> [SET PROBLEM A]:
Using the passage on coaching and active listening, answer these:
(i) Which organization stresses identifying and adhering to the client's agenda?
(ii) What example is offered of an open-ended question?
(iii) Beyond the five numbered techniques, what two things do some guides say may help?

[begin TEXT]

One online guide, “Coaching and Active Listening,” begins its consideration of the topic with this statement: “Active listening requires [the coach] to put your own concerns, attitudes, and ideas to one side while you listen to your coachee. This demonstrates to that individual that you are giving them your undivided attention.”[xiii] While it goes on to say that “active listening is a two-way process,” it implies that a successful coaching outcome will result only from a singular concentration on the client’s words, even, and perhaps especially, “that you as a coach curtail any natural tendency you may have to rush in with suggestions or solutions. If you do not do this you will be unable to avoid acknowledging your own emotions during the communication.”[xiv]
Such emphasis on “allowing the coachee to present the whole picture” all but assumes that the coachee is able to do so without the coach’s specific active-listening skills, which help enlarge the coachee’s understanding of the situation in its largest possible context by drawing out the factors in a coachee’s situation that may be, prior to the coach’s active-listening assistance, unconscious or at least unacknowledged.
The management-oriented literature draws attention to specific techniques whereby what would otherwise be a mere conversation can be transformed into a coaching opportunity.[xv] Although there are differences of opinion about how many such techniques there are, there is broad agreement that they include 1) being attentive, 2) asking open-ended questions, 3) asking “probing” questions, 4) requesting clarification, and 5) being attuned to the feeling content in the client’s speech, including but not limited to the client’s choice of words. Some guides add that it may be helpful to “paraphrase” insights arrived at incrementally and to “summarize” the coaching outcome, including any specific action plans, at the end of a coaching session. The numbered techniques above are hereafter discussed individually and in that order, despite the fact that the order is arbitrary and that multiple skills may be required and used simultaneously in a coaching session.
Being Attentive
Paying attention requires a coach’s awareness of many factors, including but not limited to noticing the client’s effect at the beginning of the session and first getting into productive synch with it. It requires paying attention to the client’s body language in addition to what is being said. It asks a coach to be aware of her/his state of mind before and during the coaching session, including necessarily unexpressed attitudes toward the client. It also entails staying “at the moment,” an often-overlooked particular aspect of which is being conscious of the length of a coaching session and working within an intuitive sense of what can be accomplished in that time frame.[xvi] The International Coaching Foundation further emphasizes the importance of identifying and adhering to the client’s agenda irrespective of what may emerge as the coach’s agenda for the client.[xvii]
Asking Open-ended Questions
By bringing genuine curiosity about the client and the client’s concern into the coaching session, the coach asks questions for clarification or more information without initially intruding on the client’s account of the situation.[xviii] “Open-ended” questions are ones that arise spontaneously from the coach’s curiosity and primarily seek clarity or expansion on the client’s current understanding of the situation that has given rise to the coaching session. Giving, as an example, “Will you further explain/describe…?,” the coach “encourage[s] the coachee to do the work of self-reflection and problem solving, rather than justifying or defending a position, or trying to guess the ‘right answer.’”[xix]
Asking Probing Questions
When the client arrives at the juncture where her/his own understanding or clarity fails, instead of providing advice, the coach might more advantageously ask what ideas the client already has about possible remedies for the situation or tactics to address it – or what solutions the client has applied to the problem previously and her/his assessment of the efficacy of the prior approach. The point is to bring the client’s awareness into aspects of the situation that she/he might not previously have considered, perhaps most importantly the role the client herself/himself plays in the situation for which an alternative is sought. Example questions might include: “What are some of the specific things you have tried?” or, more probingly, “Are there any issues in your leadership [/participant] style that might be contributing to the situation?”[xx]
Seeking Clarification
In cases in which the coach is genuinely unclear about what the client has said, or ones in which there appear to be ambiguity or conflicts in the client’s account of the situation, the coach could profitably ask for clarification from the client, expressed in terms of the coach’s clarifying her/his own understanding of what is being said. Example questions are: “Let me see if I’m clear. Are you talking about…?” or “Wait a minute. Try that again. I didn’t follow you.” (or, less confrontationally, “I’m not sure I follow.”)[xxi] Such questions are, of course, especially appropriate in cases in which the coach genuinely does not understand, or is confused by, something the client has said.

[end TEXT]
[begin DATA PROVIDED]

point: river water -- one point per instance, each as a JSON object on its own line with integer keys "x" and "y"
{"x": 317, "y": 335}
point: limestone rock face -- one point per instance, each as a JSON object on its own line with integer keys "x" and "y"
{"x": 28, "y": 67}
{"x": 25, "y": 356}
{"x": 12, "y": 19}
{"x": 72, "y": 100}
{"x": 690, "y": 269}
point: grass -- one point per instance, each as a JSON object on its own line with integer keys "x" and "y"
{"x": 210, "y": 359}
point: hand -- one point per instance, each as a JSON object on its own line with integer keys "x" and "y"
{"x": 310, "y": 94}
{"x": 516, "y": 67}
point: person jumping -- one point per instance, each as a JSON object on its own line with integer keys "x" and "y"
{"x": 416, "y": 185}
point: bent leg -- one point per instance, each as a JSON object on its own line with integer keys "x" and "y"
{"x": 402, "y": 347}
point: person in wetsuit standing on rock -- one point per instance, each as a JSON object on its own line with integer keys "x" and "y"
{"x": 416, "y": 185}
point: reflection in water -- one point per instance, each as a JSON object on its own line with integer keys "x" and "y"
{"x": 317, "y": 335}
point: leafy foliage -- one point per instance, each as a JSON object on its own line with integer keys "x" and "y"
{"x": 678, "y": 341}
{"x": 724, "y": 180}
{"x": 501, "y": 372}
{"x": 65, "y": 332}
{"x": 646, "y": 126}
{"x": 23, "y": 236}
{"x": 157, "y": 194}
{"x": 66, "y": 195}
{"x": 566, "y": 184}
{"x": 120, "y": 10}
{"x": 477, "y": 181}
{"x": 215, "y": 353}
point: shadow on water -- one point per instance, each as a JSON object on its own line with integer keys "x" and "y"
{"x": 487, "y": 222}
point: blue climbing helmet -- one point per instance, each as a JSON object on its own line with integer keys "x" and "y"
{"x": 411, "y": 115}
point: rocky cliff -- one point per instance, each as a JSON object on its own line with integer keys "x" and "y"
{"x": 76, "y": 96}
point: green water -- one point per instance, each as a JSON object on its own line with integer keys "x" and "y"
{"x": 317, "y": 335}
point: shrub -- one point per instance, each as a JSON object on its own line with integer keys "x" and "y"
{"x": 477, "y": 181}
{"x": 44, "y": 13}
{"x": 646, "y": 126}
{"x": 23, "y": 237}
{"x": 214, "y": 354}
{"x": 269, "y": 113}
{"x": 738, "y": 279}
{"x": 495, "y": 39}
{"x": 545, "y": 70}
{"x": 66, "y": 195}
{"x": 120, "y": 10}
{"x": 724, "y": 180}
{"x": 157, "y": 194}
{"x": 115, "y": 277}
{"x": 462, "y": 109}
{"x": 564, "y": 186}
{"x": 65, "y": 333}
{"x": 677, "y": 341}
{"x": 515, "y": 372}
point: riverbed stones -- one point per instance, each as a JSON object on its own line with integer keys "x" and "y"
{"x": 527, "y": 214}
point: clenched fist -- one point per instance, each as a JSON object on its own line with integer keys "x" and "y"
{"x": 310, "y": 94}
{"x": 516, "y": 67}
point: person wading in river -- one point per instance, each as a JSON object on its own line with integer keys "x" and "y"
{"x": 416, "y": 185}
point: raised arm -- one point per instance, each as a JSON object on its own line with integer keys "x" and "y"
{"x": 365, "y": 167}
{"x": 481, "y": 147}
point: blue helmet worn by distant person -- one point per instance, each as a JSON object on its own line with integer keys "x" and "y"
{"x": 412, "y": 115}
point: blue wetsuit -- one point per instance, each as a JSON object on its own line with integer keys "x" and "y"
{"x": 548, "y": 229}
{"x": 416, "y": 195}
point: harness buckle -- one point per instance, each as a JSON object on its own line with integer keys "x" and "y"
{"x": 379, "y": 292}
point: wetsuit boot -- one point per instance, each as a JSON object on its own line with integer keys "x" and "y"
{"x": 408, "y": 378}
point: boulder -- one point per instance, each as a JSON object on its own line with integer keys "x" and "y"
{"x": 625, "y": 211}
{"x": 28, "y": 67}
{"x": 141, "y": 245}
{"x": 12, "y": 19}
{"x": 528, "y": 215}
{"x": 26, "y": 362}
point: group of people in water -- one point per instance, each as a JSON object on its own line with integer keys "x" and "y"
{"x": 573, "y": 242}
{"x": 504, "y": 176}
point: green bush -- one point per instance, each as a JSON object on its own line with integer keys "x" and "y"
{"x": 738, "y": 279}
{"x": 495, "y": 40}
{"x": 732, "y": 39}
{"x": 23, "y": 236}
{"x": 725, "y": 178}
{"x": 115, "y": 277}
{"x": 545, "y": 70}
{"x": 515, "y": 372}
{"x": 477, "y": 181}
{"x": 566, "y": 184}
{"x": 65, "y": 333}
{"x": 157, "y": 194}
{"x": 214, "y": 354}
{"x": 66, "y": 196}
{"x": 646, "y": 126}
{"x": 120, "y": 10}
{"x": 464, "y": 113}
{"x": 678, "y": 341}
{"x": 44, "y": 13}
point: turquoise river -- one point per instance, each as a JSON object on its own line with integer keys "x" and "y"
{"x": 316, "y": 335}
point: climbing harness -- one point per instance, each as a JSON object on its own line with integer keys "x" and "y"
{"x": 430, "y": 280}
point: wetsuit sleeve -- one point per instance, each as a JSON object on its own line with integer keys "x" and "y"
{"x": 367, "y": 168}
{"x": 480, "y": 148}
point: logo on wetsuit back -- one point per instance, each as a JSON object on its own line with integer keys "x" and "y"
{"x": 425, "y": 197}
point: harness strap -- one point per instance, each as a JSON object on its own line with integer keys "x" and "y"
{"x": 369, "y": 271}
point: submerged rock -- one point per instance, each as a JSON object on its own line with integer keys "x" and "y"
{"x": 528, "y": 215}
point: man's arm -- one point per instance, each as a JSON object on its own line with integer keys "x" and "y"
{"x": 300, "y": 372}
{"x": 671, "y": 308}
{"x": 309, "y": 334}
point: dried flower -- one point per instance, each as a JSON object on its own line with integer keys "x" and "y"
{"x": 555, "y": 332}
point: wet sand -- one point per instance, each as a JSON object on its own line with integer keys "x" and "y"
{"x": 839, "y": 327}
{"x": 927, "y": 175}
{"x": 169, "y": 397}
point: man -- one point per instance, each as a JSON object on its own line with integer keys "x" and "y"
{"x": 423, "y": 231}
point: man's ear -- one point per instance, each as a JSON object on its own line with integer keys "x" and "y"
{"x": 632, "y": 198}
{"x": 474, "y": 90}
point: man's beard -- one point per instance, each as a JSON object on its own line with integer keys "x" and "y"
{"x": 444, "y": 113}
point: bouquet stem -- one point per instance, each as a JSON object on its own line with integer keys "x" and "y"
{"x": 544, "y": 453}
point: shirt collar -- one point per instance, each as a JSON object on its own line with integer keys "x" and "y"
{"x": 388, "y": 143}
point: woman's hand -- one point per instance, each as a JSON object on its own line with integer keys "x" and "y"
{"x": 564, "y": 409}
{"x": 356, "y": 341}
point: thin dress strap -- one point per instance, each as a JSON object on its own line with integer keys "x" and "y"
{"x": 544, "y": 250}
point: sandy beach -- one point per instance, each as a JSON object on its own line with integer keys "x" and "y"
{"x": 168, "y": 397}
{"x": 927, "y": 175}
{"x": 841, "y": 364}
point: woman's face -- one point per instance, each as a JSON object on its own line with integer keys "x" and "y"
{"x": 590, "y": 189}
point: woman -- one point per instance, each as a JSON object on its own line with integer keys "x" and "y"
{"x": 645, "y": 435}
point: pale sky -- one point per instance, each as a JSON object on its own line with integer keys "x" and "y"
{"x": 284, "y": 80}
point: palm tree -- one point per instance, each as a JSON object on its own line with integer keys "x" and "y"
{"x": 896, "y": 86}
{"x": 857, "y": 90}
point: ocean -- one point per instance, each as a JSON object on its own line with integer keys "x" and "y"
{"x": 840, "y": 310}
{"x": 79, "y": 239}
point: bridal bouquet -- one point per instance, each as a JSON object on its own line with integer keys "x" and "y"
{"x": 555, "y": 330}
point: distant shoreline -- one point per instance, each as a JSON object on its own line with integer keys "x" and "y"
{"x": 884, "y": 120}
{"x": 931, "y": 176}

[end DATA PROVIDED]

> [SET PROBLEM B]:
Return, without any change, the rows from the line with "point: woman -- one" up to and including the final line of the rows.

> [WORKED ANSWER A]:
(i) The International Coaching Foundation.
(ii) "Will you further explain/describe…?"
(iii) To "paraphrase" insights arrived at incrementally and to "summarize" the coaching outcome, including any specific action plans, at the end of a coaching session.

> [WORKED ANSWER B]:
point: woman -- one point per instance, each as a JSON object on its own line with integer keys "x" and "y"
{"x": 645, "y": 435}
point: pale sky -- one point per instance, each as a JSON object on its own line with integer keys "x" and "y"
{"x": 284, "y": 80}
point: palm tree -- one point per instance, each as a JSON object on its own line with integer keys "x" and "y"
{"x": 896, "y": 86}
{"x": 857, "y": 90}
point: ocean -- one point per instance, each as a JSON object on its own line with integer keys "x" and "y"
{"x": 840, "y": 310}
{"x": 79, "y": 239}
point: bridal bouquet -- one point per instance, each as a JSON object on its own line with integer keys "x" and "y"
{"x": 555, "y": 330}
point: distant shoreline -- one point per instance, each as a JSON object on its own line with integer keys "x" and "y"
{"x": 884, "y": 120}
{"x": 931, "y": 176}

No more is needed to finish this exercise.